━━ Document extract ━━

As the housing crisis continues to touch American lives, one of the ripple effects of the crisis is the desperate financial straits of homeowners who continue to struggle with debt -- even years after losing their homes. 

As lenders continue to pursue deficiencies from three or four years ago, honest people who want to make good on their debts are increasingly overwhelmed. They find it impossible to rebuild their financial lives. Attempting to make even the minimum payments on a sea of debt can wipe out your retirement savings and max out your credit cards.

It takes only one small shift in circumstance to make repayment an impossible task: a loss of employment, divorces, a health or housing crisis. Remaining in denial about the futility of repaying all debt is stressful and takes a toll on your relationships, family and health. When your liabilities are excessive, and your assets are minimal, if not gone, it is time to take a rational look at a very personal and, often emotional, decision: Should you declare personal bankruptcy?

Years ago, personal bankruptcy was considered by some to be a shameful last resort. 

In today's economy, however, personal bankruptcy filings are no longer seen as a kiss of death to your credit worthiness. These filings have become an acceptable last-ditch effort to help you organize your debt, and free you from years and years of making minimum payments that will never go away. If you qualify, filing for personal bankruptcy may be an effective way to restore optimism in your financial future and rebuild your dreams.

If you are considering bankruptcy the most important thing to do is to find a reputable lawyer to advise you

For instance, in a Chapter 7 bankruptcy filing, you must meet a "means test" which will look at your income and debt to determine your true need for relief. These guidelines vary from state to state.

━━━

* _What is being asked_
According to the article on personal bankruptcy, what must you meet in a Chapter 7 filing?

━━ Material supplied ━━

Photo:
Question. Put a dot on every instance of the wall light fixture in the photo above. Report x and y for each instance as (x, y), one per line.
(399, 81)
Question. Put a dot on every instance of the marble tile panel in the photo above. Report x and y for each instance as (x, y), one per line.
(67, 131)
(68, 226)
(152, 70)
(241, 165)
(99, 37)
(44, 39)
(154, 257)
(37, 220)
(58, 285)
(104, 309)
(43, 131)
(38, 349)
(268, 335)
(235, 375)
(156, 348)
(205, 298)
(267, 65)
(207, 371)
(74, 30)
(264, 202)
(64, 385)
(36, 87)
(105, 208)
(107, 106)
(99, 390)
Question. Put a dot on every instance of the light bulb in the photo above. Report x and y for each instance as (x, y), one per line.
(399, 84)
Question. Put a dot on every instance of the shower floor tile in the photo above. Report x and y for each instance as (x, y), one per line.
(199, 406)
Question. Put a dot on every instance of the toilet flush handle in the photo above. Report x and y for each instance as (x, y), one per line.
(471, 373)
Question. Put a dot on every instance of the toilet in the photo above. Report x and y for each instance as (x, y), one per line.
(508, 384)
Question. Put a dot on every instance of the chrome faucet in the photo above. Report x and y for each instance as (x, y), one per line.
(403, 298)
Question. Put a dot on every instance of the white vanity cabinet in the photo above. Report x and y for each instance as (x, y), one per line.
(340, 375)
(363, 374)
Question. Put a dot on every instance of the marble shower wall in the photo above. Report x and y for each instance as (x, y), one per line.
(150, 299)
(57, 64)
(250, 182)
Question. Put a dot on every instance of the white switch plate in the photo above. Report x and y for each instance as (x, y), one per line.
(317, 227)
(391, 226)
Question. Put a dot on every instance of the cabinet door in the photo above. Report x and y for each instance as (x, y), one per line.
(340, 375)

━━━

* _Worked solution_
A "means test" that looks at your income and debt to determine your true need for relief.